> SHORT PROBLEM
Copy out, word for word, the passage of the text on the Montreal climate talks starting at "Today’s papers report" and ending at "process have failed.".
╭─ EXTRACTED TEXT
Today’s papers report contradictory assessments of the latest climate talks in Montreal. The NY TImes reports that the US Administration has backed down on attempts to stop negotiations for the setting of new targets for the post-Kyoto period. The US was apparently left out on a limb by China and Australia, its main allies in attempts to stop any real action, neither of which were prepared to join the US and Saudi Arabia in walking out of the talks. The result is likely to be a slight softening of language in the final agreement, but determined attempts to sabotage the process have failed.

It’s noteworthy that, despite a lot of speculation that Tony Blair was preparing the ground for a capitulation to the Bush Administration, nothing of the kind actually happened, and the US stance was repeatedly and vigorously attacked by nearly all the participants in the conference, including British delegates.

On the other hand, Australia’s environment minister was reported in today’s SMH as saying that the Kyoto protocol was almost dead

A number of [countries] are saying ‘Look, we made a mistake. We don’t think that it’s worth opening up a new negotiation about a future commitment when the commitments we have today are looking so unreasonable’,

The only support I can find for Campbell’s statement in the NYT report is the observation that the agreement on negotations does not include a specific date for ending talks, reflecting the difficulties in meeting existing targets.
╰─
╭─ SUPPLIED INFORMATION
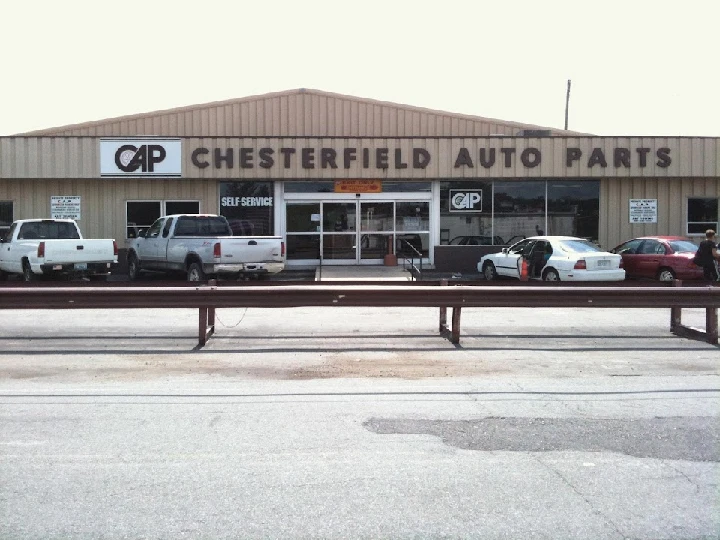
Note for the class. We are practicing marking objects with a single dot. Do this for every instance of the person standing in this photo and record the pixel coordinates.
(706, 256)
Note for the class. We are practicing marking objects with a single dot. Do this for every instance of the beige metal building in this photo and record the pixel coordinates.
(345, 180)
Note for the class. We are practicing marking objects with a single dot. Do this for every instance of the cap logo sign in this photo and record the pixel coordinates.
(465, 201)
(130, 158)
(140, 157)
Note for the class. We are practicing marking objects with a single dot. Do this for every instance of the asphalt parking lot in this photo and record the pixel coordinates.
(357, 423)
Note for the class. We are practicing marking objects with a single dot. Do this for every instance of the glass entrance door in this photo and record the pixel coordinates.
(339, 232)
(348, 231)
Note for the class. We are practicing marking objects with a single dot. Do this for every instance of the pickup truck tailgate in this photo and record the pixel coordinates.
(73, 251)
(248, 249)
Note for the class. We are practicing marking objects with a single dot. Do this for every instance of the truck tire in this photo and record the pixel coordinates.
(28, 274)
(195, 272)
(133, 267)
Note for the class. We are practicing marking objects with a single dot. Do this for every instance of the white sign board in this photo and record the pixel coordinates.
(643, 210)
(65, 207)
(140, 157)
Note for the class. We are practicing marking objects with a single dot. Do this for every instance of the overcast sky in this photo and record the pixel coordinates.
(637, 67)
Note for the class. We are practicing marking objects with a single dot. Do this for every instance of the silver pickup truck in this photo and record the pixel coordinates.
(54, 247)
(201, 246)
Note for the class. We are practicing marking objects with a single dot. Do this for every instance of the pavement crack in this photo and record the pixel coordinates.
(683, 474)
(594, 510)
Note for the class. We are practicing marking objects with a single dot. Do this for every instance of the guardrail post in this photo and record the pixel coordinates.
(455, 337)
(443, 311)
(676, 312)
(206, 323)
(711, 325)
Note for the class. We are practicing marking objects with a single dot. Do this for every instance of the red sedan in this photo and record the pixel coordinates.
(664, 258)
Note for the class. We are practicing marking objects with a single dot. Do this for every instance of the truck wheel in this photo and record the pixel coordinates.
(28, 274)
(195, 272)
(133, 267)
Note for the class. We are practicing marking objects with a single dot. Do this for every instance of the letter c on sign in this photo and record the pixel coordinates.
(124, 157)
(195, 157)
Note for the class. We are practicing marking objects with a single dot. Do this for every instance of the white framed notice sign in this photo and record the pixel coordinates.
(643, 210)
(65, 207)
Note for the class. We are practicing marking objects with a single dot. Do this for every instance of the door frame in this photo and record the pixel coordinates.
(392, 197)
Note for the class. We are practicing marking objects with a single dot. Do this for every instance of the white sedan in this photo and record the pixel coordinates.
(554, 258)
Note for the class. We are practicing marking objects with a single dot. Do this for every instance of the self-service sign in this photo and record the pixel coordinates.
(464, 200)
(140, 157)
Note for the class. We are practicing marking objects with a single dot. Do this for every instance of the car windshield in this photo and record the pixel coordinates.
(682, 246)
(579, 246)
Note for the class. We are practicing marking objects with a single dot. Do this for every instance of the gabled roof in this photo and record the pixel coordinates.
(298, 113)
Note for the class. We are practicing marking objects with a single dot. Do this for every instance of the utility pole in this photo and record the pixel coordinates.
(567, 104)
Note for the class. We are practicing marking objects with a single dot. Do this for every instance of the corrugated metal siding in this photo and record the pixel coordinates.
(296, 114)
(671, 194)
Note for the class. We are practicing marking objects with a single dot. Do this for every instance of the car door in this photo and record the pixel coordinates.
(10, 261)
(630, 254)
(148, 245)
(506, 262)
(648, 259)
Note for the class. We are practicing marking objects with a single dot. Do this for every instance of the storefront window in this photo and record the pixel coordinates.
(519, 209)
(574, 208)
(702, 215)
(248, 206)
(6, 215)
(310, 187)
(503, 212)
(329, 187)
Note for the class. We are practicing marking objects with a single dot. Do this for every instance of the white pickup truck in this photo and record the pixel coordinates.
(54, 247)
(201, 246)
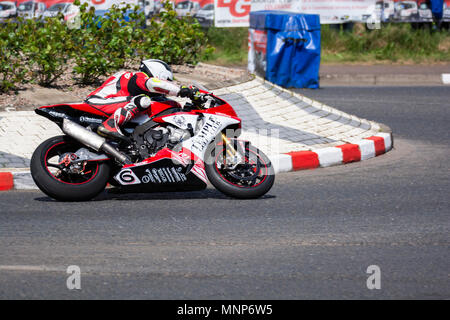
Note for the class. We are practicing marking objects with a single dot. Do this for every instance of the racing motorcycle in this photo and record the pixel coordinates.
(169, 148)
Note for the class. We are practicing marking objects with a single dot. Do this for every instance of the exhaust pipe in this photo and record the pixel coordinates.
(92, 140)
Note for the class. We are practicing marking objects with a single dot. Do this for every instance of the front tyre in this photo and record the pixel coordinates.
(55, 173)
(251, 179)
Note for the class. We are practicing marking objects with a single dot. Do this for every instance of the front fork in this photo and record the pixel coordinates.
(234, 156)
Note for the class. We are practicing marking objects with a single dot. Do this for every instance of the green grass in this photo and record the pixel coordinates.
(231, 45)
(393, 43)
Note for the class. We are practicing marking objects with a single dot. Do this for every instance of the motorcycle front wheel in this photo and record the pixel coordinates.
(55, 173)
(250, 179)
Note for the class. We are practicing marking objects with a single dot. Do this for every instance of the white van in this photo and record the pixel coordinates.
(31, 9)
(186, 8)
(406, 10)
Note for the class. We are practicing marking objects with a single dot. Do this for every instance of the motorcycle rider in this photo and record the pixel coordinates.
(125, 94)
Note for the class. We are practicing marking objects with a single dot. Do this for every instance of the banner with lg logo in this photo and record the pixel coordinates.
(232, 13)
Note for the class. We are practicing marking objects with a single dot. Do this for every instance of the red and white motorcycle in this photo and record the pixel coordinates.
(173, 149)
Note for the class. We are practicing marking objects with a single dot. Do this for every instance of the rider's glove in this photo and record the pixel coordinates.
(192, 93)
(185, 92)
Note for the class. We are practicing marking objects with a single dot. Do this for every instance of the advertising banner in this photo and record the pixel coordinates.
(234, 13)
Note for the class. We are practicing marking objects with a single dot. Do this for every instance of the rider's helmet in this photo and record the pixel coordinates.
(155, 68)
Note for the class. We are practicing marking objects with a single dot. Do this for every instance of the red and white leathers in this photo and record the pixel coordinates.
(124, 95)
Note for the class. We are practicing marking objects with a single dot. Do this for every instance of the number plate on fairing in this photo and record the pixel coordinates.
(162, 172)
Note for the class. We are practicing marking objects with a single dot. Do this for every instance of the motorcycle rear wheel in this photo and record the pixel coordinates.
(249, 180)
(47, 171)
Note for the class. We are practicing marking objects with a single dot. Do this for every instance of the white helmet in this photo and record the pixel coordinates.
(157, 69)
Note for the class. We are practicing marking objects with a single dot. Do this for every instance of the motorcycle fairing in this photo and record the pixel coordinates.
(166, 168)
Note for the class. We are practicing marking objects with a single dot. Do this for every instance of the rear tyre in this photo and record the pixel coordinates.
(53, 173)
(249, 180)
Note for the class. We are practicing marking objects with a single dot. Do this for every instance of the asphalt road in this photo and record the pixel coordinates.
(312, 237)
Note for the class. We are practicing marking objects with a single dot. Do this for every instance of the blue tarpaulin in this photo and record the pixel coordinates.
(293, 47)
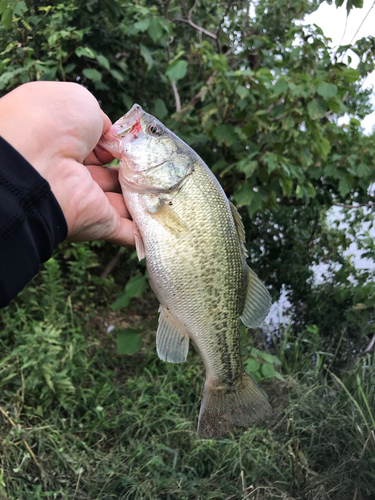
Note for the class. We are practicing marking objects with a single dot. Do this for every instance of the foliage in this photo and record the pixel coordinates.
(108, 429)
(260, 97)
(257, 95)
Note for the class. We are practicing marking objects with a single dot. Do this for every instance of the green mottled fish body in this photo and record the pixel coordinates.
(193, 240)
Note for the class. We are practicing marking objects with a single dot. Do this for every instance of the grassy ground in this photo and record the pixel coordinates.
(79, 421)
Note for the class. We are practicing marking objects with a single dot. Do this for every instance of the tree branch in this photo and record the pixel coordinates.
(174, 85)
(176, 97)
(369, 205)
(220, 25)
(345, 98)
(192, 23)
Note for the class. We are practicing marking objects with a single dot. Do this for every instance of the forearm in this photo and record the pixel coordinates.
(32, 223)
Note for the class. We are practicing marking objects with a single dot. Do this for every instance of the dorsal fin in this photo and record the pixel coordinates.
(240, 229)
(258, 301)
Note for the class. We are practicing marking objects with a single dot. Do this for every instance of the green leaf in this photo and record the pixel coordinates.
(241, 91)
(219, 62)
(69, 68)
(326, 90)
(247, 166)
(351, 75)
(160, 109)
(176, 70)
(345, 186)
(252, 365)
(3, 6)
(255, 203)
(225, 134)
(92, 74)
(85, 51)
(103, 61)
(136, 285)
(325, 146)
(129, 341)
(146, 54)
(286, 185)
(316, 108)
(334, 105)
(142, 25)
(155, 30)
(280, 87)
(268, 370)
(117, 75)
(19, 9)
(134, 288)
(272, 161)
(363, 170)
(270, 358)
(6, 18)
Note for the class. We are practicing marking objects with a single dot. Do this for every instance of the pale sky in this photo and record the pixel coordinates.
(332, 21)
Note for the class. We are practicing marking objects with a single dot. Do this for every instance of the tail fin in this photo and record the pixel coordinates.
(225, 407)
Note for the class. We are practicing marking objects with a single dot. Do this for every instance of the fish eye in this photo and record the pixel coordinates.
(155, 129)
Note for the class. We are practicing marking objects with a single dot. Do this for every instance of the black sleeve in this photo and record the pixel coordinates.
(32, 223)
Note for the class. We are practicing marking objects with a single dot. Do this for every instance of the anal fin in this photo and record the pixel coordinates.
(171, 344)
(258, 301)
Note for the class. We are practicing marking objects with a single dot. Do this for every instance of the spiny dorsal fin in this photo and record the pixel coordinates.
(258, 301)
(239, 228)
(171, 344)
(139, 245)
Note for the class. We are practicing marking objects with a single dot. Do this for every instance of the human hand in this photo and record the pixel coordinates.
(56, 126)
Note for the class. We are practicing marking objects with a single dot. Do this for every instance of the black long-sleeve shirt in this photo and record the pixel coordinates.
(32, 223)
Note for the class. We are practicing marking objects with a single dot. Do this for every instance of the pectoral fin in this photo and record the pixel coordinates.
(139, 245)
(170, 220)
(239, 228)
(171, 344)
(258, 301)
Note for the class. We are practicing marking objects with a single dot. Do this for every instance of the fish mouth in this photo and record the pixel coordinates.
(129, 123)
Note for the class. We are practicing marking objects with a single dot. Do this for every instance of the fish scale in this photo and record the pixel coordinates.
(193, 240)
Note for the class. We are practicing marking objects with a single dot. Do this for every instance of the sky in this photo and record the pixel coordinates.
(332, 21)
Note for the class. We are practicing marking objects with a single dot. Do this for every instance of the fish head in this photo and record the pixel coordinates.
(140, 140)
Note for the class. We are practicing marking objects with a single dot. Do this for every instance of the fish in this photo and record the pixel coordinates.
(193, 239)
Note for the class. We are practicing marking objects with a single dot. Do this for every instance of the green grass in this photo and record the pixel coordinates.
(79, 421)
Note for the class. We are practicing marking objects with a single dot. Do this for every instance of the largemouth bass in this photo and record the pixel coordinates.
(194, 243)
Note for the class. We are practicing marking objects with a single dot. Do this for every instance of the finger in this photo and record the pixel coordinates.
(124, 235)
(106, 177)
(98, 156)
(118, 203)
╰─
╭─ SUPPLIED INFORMATION
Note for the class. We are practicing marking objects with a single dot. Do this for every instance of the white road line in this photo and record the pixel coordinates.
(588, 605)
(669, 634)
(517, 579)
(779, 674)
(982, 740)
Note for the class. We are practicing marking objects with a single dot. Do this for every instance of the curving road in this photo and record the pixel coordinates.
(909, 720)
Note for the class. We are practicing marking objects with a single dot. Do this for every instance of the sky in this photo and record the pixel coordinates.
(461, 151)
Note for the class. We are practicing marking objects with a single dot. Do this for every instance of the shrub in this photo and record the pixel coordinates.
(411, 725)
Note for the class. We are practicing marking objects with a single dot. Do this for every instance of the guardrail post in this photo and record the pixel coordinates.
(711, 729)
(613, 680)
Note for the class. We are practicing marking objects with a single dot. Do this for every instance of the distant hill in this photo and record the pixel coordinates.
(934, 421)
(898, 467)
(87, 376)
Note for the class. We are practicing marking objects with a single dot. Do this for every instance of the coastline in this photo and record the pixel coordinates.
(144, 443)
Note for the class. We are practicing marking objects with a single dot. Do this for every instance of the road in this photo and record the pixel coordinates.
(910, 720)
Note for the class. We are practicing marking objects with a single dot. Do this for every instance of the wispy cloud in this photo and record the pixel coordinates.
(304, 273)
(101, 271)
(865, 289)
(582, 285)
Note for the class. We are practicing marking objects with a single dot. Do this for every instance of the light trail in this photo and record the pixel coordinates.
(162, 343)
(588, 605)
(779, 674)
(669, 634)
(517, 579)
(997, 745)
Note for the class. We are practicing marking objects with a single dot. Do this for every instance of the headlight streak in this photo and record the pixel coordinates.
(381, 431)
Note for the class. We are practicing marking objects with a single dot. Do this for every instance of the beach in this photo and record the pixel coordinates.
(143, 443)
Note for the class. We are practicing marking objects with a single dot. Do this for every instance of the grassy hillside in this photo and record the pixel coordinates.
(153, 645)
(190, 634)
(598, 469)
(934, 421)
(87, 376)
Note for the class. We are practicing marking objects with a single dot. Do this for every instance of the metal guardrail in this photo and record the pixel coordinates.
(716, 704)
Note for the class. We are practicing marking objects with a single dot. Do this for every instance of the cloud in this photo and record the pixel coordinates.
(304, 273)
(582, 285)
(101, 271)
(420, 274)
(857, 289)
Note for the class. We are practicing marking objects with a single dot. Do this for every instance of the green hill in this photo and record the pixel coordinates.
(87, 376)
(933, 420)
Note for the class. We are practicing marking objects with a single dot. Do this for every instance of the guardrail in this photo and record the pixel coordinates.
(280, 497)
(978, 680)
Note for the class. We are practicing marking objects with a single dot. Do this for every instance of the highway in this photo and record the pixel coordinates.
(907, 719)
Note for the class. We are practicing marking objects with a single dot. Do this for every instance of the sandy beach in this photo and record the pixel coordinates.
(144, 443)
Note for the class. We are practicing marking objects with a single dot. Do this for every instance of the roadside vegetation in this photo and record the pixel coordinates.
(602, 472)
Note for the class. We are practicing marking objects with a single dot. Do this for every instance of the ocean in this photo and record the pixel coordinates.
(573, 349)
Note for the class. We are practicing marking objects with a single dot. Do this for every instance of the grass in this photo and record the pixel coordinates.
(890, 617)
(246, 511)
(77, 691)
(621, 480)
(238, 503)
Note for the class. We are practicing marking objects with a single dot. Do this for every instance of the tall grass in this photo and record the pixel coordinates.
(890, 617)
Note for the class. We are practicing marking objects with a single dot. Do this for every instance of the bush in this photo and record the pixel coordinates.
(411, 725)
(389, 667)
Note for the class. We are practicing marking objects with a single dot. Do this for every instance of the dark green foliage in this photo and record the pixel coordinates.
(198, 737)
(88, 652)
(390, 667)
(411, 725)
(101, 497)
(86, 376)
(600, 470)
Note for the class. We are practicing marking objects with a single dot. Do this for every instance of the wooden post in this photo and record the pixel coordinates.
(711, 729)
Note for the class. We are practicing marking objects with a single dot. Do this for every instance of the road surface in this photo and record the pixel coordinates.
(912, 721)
╰─
╭─ SUPPLIED INFORMATION
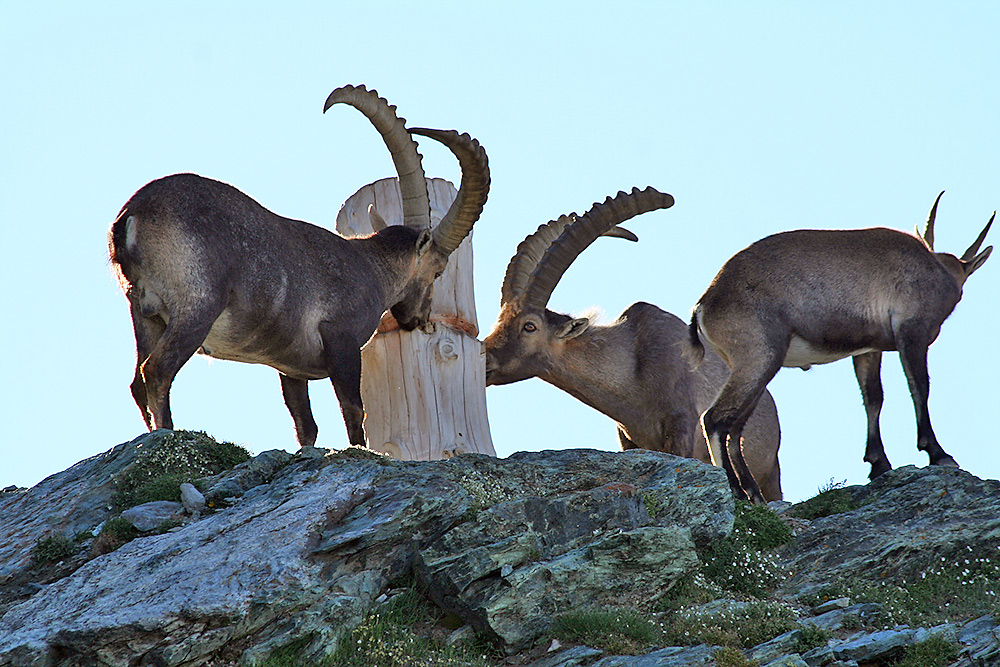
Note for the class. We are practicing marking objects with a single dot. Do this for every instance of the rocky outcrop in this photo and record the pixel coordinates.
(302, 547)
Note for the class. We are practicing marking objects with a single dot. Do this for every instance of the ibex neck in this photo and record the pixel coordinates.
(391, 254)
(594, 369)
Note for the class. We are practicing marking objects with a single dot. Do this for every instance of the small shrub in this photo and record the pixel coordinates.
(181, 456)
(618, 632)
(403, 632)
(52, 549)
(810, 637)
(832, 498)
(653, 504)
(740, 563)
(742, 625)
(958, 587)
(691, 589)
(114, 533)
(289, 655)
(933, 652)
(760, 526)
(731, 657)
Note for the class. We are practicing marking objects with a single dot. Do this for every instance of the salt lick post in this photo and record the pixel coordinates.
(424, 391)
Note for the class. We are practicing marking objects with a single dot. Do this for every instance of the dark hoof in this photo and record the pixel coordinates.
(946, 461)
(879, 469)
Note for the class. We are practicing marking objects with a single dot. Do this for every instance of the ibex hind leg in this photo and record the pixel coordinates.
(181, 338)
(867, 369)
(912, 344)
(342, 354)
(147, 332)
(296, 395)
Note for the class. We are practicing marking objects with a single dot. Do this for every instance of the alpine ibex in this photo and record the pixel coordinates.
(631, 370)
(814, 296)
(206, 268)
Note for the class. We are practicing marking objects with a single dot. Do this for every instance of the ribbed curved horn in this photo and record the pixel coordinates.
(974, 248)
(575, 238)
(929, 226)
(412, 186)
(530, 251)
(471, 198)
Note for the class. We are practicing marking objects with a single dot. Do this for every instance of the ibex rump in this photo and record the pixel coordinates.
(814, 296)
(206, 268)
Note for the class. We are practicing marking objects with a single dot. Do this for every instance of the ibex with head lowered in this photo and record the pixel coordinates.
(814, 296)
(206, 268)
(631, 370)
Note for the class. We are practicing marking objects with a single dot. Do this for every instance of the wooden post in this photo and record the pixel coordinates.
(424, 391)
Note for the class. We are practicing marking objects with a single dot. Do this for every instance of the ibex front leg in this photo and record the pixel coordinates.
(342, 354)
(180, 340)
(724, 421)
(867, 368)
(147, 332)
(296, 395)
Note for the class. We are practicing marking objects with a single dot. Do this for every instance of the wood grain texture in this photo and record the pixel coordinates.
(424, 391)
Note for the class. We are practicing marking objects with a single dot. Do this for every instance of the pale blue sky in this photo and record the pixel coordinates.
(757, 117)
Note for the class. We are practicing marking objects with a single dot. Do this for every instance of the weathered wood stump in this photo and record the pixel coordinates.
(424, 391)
╰─
> FINISHED ANSWER
Today’s papers report contradictory assessments of the latest climate talks in Montreal. The NY TImes reports that the US Administration has backed down on attempts to stop negotiations for the setting of new targets for the post-Kyoto period. The US was apparently left out on a limb by China and Australia, its main allies in attempts to stop any real action, neither of which were prepared to join the US and Saudi Arabia in walking out of the talks. The result is likely to be a slight softening of language in the final agreement, but determined attempts to sabotage the process have failed.